*** Data to examine ***
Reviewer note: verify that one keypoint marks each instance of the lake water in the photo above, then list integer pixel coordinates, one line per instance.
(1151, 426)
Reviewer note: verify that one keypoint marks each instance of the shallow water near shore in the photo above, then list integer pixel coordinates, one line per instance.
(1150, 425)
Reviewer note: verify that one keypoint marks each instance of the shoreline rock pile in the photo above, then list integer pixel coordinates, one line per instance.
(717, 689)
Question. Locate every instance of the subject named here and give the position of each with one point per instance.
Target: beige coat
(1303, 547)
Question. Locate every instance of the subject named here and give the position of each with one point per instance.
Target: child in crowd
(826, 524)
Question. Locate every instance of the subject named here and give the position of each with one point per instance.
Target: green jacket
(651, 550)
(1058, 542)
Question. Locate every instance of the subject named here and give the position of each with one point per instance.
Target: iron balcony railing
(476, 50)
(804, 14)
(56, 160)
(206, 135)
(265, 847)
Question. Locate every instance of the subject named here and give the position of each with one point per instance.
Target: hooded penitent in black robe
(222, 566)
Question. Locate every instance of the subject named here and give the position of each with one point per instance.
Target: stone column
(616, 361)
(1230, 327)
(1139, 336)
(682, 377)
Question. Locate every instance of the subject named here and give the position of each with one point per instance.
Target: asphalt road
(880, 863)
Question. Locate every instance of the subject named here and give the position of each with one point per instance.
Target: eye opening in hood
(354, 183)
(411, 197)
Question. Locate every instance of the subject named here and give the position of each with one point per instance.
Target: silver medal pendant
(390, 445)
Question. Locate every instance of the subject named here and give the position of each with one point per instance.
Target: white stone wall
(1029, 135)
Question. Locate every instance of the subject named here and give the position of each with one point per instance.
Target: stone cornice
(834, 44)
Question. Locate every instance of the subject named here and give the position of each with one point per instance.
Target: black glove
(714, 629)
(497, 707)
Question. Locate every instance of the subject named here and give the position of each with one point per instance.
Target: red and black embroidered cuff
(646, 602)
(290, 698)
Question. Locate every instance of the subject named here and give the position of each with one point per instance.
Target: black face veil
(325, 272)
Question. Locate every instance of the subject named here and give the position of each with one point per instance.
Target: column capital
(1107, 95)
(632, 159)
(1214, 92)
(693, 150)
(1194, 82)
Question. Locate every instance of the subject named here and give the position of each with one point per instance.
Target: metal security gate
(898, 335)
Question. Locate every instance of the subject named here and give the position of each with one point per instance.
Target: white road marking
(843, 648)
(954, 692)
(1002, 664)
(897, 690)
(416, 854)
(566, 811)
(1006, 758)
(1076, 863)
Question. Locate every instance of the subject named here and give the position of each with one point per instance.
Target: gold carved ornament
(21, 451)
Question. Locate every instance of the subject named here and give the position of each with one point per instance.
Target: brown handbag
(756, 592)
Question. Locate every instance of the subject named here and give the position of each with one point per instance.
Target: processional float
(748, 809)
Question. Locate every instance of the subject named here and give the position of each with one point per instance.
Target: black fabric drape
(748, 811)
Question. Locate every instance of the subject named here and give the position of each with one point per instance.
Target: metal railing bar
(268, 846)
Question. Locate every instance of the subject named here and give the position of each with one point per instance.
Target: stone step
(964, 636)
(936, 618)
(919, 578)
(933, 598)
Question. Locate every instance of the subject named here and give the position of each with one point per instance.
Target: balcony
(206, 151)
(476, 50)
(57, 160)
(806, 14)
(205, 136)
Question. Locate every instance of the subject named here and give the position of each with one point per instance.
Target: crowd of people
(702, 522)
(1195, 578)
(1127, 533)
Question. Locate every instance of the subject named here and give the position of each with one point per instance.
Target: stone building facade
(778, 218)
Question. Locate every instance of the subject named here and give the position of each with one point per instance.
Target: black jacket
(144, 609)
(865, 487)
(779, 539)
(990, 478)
*** End of Data to examine ***
Every entry above must be reproduced word for word.

Reviewer note: verify that one keypoint marks each instance of the lake water in the photo above, then list integer pixel coordinates, one line per instance.
(1151, 426)
Reviewer note: verify that one keypoint marks each instance of the shallow water near shore in the photo above, then list integer pixel coordinates, one line per instance.
(1150, 425)
Reviewer note: verify that one keypoint marks each instance of the shoreline rock pile in the photo above, then list integer pixel coordinates, one line per instance.
(717, 689)
Question. Locate every instance of the subject named here and give the position of each with one point per instance.
Target: beige coat
(1303, 547)
Question. Locate every instance of the subject named here and give the position of each with one point per instance.
Target: child in crowd
(826, 524)
Question. Locate every instance of the subject named here and give the position of each with one point per instance.
Target: green jacket
(651, 550)
(1058, 542)
Question. Locate every instance of the subject named here and give the position of each with one point per instance.
Target: iron balcony railing
(476, 50)
(804, 14)
(56, 160)
(206, 135)
(265, 847)
Question. Locate every instance of the subject named here and give the position of each with one point per instance.
Target: hooded penitent in black robe
(222, 566)
Question. Locate every instance of the subject named here and give the position of each with one point per instance.
Target: stone column
(616, 361)
(1230, 327)
(1139, 336)
(682, 377)
Question. Locate every instance of the subject named here and give the position of each with one point per instance.
Target: asphalt road
(880, 863)
Question. Locate every instance of the subject named here and give the position of each with one point per instance.
Target: eye opening in hood
(354, 183)
(411, 197)
Question. Locate every instance of the subject named here and give the position of each with one point per instance.
Target: silver medal pendant
(390, 445)
Question. Locate every instance of the subject named here and give the position of each with one point per instance.
Target: white stone wall
(1029, 135)
Question. Locate every instance of the subject named here and give the position of each with one point per instance.
Target: stone cornice
(834, 44)
Question. Locate every instance of the subject named here and give the position of each with one point per instance.
Target: black glove
(714, 629)
(497, 707)
Question. Locate every instance of the subject named here and give the position of each with one point per instance.
Target: red and black embroidered cuff
(646, 602)
(290, 698)
Question. Locate every instance of the subject named here and give the position of each with one point per instance.
Target: black face veil
(325, 272)
Question. Locate every instance of the subject named here and give the position of each with one point per instance.
Target: column capital
(1107, 95)
(632, 159)
(1214, 92)
(693, 150)
(1194, 82)
Question. Locate every instance of the subject named here and give the position of each with one point per instance.
Target: metal security gate
(898, 335)
Question. Locate every instance of the subject named here and give the position of each with one point per instance.
Target: white road marking
(843, 648)
(954, 692)
(1002, 664)
(897, 690)
(416, 854)
(566, 811)
(1006, 758)
(1076, 863)
Question. Locate every instance of the subject named here and give the position of each with one point per instance.
Target: gold carved ornament
(21, 451)
Question. Locate every instance of the subject named here and give the position of each with one point per instance.
Target: brown handbag
(756, 592)
Question. Locate every instance of the subject named here and give the position of each with one point per instance.
Target: processional float
(748, 809)
Question. Locate every instance of the subject named here and give the position of each with one point per instance.
Target: black fabric drape
(748, 811)
Question. Locate every instance of the subject named here and give the position of each with one point per instance.
Target: metal railing bar
(268, 846)
Question. Locate every instance of the subject named here and give the position of each with one point per instance.
Target: stone step
(964, 636)
(936, 618)
(919, 578)
(933, 598)
Question. Locate every instance of the subject named here and give the position of each with one point per instance.
Target: balcony
(206, 151)
(476, 50)
(57, 160)
(806, 14)
(205, 136)
Question. Locate every instance of the subject named here and give the position of each with one point per instance.
Target: crowd of people
(702, 522)
(1195, 578)
(1127, 533)
Question. Locate every instance of the subject named here and give the position of each with one point per instance.
Target: stone building facade
(778, 218)
Question. Locate every instance of the subject named here and give the position of each with one point per instance.
Target: black jacket
(144, 609)
(865, 487)
(779, 539)
(990, 478)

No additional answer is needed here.